WHAT THE TASK REQUIRES: Take the line that contains "Target: terracotta tile roof" and every line after it in the material below, and quote them exactly.

EXTRACTED MATERIAL:
________
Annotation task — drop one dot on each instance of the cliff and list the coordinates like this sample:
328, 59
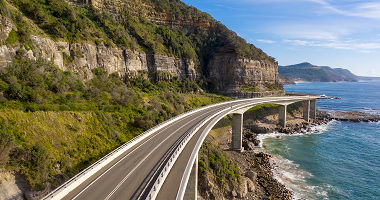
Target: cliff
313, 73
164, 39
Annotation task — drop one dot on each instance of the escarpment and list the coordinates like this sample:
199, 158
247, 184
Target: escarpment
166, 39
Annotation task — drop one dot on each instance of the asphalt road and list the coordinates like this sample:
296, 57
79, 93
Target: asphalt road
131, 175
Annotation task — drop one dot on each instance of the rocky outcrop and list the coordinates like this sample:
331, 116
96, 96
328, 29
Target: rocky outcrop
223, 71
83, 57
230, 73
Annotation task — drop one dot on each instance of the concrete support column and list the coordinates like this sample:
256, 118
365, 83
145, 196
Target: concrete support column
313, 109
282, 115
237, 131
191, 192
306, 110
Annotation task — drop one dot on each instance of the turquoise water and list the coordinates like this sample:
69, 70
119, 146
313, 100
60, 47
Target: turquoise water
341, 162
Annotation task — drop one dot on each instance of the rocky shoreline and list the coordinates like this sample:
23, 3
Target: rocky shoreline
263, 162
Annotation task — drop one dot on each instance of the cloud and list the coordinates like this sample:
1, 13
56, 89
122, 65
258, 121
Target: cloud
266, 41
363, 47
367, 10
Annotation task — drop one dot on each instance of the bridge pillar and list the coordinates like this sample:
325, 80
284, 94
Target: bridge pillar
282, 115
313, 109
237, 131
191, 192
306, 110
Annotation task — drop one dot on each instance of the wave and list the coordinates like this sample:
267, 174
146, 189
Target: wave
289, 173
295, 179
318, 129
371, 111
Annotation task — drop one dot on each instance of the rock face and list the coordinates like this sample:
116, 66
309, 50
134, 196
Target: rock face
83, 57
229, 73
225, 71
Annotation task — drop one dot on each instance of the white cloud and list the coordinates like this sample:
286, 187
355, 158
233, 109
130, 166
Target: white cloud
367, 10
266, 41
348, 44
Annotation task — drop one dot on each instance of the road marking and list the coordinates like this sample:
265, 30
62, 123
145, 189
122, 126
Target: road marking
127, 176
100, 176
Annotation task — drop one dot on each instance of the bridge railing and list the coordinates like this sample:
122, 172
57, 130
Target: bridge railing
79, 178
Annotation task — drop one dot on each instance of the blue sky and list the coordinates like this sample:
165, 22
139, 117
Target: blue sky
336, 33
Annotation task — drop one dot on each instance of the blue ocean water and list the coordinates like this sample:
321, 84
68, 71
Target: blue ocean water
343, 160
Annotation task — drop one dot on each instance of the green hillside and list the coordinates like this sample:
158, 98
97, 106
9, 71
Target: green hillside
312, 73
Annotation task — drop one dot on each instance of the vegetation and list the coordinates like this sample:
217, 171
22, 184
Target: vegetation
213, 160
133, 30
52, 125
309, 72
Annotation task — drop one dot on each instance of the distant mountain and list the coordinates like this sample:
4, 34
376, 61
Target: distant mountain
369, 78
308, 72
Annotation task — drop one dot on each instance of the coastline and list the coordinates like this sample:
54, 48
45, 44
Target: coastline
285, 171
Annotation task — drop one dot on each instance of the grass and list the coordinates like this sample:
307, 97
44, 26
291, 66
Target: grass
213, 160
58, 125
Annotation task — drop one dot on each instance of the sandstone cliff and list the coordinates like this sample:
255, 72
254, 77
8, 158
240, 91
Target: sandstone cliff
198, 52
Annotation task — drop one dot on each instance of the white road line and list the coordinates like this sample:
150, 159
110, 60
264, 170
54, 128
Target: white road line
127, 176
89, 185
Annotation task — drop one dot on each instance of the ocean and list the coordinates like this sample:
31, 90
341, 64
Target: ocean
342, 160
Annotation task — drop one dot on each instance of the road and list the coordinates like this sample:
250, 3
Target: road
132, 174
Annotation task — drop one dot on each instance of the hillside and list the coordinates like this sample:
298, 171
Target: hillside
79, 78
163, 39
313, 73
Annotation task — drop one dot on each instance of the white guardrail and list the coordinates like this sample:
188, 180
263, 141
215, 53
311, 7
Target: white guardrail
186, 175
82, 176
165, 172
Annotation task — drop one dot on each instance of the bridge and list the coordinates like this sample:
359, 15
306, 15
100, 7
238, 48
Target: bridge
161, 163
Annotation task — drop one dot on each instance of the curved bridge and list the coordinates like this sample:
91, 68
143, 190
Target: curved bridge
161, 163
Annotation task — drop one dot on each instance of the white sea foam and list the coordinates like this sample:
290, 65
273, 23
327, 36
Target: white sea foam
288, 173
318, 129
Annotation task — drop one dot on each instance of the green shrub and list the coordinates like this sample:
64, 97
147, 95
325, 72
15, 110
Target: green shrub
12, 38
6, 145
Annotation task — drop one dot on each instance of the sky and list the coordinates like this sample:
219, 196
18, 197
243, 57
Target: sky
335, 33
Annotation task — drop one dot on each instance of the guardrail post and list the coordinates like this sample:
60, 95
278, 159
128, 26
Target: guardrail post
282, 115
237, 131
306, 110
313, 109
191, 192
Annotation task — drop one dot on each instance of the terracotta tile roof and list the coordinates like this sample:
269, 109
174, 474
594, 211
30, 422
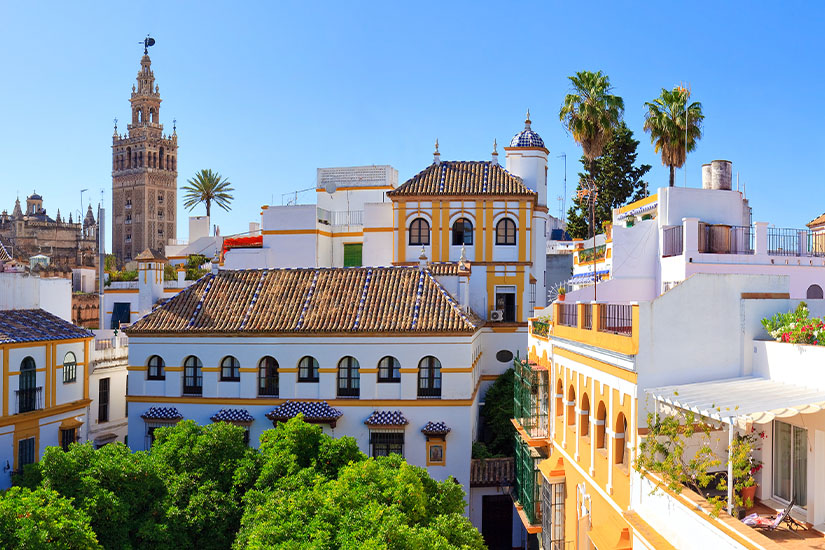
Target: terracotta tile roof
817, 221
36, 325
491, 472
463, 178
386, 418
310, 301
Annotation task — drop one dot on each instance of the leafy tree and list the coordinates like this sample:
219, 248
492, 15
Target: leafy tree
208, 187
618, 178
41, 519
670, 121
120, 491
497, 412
________
RESPONSE AREA:
Target: terracotta tile roof
817, 221
36, 325
491, 472
463, 178
386, 418
310, 301
Annotation task — drop one dot on each instance of the leafy tree and list the coordinates like this sample:
219, 248
492, 15
Target: leafy tree
208, 187
618, 178
41, 519
670, 121
120, 491
497, 412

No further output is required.